CONSEGNA: Riporta ogni riga del materiale seguente che contiene la stringa "segment", rispettando maiuscole e minuscole.

===

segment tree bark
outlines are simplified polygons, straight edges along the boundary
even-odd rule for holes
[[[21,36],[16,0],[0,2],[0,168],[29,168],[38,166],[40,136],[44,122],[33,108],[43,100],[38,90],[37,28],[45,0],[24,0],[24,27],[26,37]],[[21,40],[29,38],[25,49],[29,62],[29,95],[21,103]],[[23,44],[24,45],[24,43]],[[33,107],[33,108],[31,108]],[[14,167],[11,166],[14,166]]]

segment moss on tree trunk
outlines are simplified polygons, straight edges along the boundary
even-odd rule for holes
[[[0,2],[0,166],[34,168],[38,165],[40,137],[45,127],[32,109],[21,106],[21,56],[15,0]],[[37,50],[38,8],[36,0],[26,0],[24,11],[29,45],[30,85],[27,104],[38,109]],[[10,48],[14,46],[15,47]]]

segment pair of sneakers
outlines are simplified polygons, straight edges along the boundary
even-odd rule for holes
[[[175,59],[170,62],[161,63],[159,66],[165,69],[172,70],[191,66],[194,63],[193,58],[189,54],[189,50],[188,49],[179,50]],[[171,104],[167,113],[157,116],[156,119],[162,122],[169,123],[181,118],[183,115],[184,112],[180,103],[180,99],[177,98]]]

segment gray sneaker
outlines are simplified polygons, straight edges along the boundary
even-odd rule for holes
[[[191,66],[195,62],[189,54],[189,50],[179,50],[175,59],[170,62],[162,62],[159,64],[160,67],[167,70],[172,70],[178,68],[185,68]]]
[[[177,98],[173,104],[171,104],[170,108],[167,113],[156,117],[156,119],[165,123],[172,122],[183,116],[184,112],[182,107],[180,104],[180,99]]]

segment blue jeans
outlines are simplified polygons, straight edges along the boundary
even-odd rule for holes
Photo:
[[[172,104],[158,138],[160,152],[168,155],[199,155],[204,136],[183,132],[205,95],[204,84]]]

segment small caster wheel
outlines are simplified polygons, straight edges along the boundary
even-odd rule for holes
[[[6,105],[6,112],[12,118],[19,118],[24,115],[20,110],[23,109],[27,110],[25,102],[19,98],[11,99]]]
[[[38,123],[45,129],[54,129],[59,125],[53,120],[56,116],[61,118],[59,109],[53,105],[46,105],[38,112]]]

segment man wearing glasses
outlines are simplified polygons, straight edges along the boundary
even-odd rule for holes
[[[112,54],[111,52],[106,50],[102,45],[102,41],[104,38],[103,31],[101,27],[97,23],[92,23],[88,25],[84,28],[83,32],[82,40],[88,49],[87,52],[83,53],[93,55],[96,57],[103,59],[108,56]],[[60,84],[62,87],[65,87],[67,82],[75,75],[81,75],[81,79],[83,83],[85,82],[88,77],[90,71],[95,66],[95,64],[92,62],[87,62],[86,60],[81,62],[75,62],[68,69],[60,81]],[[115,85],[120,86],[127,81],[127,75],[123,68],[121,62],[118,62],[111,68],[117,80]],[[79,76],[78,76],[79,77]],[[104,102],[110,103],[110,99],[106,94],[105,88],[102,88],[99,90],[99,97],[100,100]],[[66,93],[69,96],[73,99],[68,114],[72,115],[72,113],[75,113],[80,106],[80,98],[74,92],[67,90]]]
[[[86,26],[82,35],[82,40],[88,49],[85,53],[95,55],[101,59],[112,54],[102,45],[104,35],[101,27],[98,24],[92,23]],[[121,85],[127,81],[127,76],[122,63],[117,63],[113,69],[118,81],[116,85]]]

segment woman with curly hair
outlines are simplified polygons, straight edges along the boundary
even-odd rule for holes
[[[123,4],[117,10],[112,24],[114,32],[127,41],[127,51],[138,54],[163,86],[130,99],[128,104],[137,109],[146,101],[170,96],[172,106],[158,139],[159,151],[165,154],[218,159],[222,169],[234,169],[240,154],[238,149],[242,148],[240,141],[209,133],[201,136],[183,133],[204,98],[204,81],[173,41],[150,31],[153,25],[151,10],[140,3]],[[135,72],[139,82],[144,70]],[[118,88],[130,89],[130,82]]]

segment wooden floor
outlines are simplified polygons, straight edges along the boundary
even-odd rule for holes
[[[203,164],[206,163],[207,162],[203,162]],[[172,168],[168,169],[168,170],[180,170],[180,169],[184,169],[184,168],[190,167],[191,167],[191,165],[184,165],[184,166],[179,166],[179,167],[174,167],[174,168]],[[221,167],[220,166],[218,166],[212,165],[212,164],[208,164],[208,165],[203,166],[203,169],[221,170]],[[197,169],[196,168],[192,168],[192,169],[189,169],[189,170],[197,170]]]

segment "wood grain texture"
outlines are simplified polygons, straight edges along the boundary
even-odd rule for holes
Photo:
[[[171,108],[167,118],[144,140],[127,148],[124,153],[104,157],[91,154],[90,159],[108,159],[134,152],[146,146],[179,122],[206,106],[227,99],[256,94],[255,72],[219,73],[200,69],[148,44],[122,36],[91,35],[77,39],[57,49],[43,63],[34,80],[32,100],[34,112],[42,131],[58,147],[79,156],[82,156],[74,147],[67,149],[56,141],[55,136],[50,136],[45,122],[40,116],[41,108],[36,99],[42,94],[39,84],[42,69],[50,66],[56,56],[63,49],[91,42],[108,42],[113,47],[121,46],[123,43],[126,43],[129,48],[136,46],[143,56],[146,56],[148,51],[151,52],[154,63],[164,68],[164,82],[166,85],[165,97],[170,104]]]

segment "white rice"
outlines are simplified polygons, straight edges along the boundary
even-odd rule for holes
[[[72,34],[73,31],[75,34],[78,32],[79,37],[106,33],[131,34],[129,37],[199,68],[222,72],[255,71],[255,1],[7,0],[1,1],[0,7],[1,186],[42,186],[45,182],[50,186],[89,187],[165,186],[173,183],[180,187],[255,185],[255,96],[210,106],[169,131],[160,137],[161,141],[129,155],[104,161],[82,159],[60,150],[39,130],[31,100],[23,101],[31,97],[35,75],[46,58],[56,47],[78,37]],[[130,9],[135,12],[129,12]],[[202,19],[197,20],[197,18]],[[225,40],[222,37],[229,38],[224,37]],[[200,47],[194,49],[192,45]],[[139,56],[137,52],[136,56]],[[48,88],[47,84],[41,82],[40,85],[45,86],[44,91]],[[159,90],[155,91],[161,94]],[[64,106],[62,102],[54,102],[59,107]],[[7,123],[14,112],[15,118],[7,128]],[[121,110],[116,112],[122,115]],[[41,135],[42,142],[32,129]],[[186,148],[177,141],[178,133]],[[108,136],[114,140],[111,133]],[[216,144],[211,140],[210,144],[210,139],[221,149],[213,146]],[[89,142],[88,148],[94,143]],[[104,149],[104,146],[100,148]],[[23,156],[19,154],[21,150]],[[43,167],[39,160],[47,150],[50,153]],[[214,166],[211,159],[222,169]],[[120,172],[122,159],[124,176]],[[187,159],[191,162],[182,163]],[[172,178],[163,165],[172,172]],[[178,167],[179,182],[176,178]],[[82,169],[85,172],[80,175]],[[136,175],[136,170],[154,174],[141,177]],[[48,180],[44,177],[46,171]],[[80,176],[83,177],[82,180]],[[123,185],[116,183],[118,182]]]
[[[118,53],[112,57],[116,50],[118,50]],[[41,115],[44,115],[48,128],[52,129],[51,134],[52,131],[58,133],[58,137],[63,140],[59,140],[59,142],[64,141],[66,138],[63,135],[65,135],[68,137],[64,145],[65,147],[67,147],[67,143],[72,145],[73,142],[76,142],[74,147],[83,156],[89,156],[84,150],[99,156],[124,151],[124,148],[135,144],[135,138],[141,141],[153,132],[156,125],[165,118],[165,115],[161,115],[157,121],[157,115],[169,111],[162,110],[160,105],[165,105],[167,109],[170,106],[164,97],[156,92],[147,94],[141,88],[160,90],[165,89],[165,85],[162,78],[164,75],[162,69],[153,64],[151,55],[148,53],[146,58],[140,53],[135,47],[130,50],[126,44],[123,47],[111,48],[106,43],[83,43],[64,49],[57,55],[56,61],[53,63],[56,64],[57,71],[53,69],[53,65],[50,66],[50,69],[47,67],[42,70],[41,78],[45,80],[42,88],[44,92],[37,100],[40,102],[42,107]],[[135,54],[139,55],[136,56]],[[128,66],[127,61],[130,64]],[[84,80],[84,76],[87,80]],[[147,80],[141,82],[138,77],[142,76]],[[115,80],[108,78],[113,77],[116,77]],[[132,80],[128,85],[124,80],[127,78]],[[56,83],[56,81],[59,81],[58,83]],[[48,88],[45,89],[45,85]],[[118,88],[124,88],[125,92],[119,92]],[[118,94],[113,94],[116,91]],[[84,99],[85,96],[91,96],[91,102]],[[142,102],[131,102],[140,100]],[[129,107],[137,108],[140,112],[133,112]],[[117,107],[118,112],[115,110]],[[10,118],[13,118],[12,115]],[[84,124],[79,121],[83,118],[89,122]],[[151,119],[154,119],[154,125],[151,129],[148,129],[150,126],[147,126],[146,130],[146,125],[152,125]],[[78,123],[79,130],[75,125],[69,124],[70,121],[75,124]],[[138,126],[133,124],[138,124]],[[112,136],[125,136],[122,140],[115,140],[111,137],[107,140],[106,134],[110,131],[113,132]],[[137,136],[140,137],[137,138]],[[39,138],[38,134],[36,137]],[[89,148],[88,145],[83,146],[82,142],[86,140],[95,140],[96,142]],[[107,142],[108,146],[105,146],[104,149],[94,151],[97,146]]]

===

RISPOSTA COMPLETA:
segment tree bark
segment moss on tree trunk
segment pair of sneakers
segment gray sneaker
segment blue jeans
segment small caster wheel
segment man wearing glasses
segment woman with curly hair
segment wooden floor
segment "wood grain texture"
segment "white rice"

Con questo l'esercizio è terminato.